■ DOCUMENT SEGMENT

— Start —

When I connect it as slave jumper the computer starts normal, but no cf recognized (think I must add it in BIOS) on primary jumper it hangs after testing memory, so I guess thr computer see something.
I have a floppy with bios setup, but I guess thats normal on 286s.
 
Hi,

The IDE interface on ct2290 sound cards is for a proprietary IDE cd drive. It wont work.

If you REALLY want to get your CF adapter working, try using a generic 16-bit IDE I/O controller card. However you will have to get the machine to boot from the MFM controller first, and I could not tell you how to do that.

Does your BIOS support type 47 hard disk with user parameters? You will again have problems specifying a hard disk type that is compatible with your CF adapter.

You will not need to buy that XT IDE card.

Good luck with this -- you're trying to match very old and relatively new technologies together. It's going to be a tough one to crack.

— End —

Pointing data

— Start —

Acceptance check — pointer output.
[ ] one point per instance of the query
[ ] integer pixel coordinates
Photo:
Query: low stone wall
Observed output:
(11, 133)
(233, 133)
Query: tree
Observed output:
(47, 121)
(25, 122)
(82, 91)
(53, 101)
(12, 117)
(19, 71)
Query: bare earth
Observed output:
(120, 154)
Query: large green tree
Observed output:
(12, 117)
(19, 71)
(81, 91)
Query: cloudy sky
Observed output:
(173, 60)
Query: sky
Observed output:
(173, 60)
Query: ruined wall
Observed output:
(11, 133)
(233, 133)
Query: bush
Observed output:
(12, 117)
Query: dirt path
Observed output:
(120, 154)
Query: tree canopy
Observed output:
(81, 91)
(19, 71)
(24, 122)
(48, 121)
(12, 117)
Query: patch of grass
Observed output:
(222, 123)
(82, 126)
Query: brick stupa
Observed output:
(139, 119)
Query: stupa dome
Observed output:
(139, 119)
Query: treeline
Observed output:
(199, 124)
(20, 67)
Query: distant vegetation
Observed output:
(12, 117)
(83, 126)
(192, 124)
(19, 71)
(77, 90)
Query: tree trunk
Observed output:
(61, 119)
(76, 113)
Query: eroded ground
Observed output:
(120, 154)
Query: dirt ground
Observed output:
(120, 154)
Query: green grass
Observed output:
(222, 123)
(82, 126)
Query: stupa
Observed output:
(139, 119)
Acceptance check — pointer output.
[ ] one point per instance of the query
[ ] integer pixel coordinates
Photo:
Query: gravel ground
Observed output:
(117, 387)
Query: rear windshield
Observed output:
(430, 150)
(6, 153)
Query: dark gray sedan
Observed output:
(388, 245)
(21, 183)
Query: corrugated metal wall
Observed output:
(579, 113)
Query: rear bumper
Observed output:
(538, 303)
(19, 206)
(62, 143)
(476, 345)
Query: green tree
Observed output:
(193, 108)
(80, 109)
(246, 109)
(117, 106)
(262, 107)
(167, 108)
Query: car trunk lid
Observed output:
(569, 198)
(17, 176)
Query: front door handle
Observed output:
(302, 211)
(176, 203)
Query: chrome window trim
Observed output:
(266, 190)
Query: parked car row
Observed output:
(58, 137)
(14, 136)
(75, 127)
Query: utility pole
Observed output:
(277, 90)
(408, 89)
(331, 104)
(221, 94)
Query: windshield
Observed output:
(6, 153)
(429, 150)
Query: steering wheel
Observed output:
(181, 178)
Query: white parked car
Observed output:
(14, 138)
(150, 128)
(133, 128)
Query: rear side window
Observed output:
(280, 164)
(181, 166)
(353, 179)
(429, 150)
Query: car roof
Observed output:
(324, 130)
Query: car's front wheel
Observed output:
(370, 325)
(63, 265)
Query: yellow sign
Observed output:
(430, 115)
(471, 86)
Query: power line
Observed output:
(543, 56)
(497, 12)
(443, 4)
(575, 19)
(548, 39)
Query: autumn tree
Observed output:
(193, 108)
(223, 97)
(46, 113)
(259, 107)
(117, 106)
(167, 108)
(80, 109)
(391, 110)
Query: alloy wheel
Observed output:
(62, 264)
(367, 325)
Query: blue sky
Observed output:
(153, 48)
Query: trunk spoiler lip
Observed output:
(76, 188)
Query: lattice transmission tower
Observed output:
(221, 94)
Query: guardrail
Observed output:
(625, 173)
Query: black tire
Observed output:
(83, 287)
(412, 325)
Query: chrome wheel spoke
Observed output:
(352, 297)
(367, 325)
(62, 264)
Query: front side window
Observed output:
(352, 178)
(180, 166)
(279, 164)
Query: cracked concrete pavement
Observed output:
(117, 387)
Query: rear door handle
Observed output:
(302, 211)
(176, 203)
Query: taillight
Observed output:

— End —

■ PROBLEM TO WORK ON
Retype the entire forum post above about connecting a CF adapter to a 286 computer, keeping every word and character unchanged.

■ WRITTEN ANSWER
When I connect it as slave jumper the computer starts normal, but no cf recognized (think I must add it in BIOS) on primary jumper it hangs after testing memory, so I guess thr computer see something.
I have a floppy with bios setup, but I guess thats normal on 286s.
 
Hi,

The IDE interface on ct2290 sound cards is for a proprietary IDE cd drive. It wont work.

If you REALLY want to get your CF adapter working, try using a generic 16-bit IDE I/O controller card. However you will have to get the machine to boot from the MFM controller first, and I could not tell you how to do that.

Does your BIOS support type 47 hard disk with user parameters? You will again have problems specifying a hard disk type that is compatible with your CF adapter.

You will not need to buy that XT IDE card.

Good luck with this -- you're trying to match very old and relatively new technologies together. It's going to be a tough one to crack.